Position identification records:
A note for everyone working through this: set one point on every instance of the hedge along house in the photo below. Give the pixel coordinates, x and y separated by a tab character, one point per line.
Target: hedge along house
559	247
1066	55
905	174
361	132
--
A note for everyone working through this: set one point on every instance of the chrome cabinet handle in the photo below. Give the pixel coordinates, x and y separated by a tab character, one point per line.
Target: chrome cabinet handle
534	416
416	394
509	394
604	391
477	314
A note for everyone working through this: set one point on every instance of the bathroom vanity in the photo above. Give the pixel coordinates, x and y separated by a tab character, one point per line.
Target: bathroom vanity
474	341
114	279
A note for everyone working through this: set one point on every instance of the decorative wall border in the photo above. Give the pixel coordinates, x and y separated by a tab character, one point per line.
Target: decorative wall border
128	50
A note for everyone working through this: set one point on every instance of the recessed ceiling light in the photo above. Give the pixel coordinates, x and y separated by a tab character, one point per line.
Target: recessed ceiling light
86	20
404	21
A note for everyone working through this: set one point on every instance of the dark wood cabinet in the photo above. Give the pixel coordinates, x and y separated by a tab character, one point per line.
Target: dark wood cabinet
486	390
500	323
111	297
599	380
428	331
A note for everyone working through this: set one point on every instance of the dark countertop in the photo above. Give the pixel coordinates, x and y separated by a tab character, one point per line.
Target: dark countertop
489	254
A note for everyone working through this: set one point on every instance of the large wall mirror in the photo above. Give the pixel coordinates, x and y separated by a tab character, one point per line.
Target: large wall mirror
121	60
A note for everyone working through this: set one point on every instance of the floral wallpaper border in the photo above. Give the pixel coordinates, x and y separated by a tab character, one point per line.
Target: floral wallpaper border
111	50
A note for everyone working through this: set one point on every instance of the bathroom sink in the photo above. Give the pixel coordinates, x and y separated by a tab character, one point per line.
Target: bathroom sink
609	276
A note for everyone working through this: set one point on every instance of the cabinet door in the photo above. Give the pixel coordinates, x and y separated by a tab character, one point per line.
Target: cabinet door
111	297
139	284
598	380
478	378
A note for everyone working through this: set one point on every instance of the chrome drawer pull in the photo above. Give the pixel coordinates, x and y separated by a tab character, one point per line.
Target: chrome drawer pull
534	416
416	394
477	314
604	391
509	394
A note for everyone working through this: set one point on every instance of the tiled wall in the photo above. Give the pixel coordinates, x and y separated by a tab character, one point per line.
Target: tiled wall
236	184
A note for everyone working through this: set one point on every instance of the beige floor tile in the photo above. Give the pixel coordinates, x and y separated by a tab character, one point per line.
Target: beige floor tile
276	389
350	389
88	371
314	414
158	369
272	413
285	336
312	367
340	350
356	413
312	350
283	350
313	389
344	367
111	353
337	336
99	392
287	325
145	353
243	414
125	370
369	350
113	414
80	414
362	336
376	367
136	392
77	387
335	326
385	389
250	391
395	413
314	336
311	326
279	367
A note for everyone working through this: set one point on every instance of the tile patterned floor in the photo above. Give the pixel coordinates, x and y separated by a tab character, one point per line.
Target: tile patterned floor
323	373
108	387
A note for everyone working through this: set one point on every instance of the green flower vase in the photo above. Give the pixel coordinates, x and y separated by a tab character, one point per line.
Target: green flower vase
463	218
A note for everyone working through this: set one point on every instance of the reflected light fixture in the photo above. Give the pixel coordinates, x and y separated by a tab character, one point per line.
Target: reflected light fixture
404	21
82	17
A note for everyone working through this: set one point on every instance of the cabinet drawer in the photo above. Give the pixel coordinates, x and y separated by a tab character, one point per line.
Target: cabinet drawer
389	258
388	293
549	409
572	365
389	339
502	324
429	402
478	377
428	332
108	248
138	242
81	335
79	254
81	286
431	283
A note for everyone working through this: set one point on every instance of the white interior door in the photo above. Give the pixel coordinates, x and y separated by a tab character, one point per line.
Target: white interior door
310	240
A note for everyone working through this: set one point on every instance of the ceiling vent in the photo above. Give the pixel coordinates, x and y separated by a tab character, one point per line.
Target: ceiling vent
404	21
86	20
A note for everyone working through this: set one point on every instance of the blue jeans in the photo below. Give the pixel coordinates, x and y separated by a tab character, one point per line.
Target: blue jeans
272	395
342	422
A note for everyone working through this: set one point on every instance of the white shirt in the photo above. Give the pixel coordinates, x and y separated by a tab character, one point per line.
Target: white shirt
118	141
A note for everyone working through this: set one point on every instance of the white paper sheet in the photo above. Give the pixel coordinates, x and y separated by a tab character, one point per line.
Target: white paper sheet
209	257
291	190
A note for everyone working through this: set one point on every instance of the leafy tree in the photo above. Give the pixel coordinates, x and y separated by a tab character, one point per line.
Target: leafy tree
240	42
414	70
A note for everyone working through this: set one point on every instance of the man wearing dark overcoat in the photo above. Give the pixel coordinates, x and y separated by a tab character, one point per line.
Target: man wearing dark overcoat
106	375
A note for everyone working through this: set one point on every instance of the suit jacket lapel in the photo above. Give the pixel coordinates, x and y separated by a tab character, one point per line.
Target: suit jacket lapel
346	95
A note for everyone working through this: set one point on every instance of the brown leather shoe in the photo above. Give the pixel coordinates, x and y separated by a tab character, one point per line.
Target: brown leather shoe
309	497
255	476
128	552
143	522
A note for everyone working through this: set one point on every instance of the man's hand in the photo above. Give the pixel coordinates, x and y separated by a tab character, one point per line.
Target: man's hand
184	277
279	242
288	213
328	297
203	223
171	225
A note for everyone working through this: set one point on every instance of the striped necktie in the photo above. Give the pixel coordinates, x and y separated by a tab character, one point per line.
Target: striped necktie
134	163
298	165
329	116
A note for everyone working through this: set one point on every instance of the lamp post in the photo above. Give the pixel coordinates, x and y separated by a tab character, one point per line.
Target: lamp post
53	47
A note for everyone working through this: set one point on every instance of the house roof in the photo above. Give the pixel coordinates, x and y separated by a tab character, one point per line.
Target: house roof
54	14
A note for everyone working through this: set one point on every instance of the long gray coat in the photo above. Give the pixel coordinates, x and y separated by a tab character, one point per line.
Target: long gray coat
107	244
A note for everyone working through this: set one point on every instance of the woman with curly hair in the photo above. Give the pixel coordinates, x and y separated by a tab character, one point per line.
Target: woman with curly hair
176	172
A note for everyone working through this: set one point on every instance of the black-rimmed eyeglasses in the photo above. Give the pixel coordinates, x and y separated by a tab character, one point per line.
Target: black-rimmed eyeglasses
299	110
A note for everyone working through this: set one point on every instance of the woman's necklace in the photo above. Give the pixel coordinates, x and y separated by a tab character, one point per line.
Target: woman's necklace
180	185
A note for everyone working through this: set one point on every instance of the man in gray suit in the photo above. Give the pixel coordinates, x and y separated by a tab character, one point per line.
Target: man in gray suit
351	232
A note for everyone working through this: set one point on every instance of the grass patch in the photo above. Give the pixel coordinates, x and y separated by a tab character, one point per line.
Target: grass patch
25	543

* INSTRUCTIONS FOR THE TASK *
Rewrite the lines between the one holding "the man wearing" and the one holding "Target: man wearing dark overcoat", inclusive, putting "black overcoat" in place of "dark overcoat" and leaving the rest as it stands.

* CORRECT ANSWER *
A note for everyone working through this: set one point on every instance of the man wearing black overcoat in the photo above. Give the pixel coordinates, x and y separated by a tab character, one point per line.
Target: man wearing black overcoat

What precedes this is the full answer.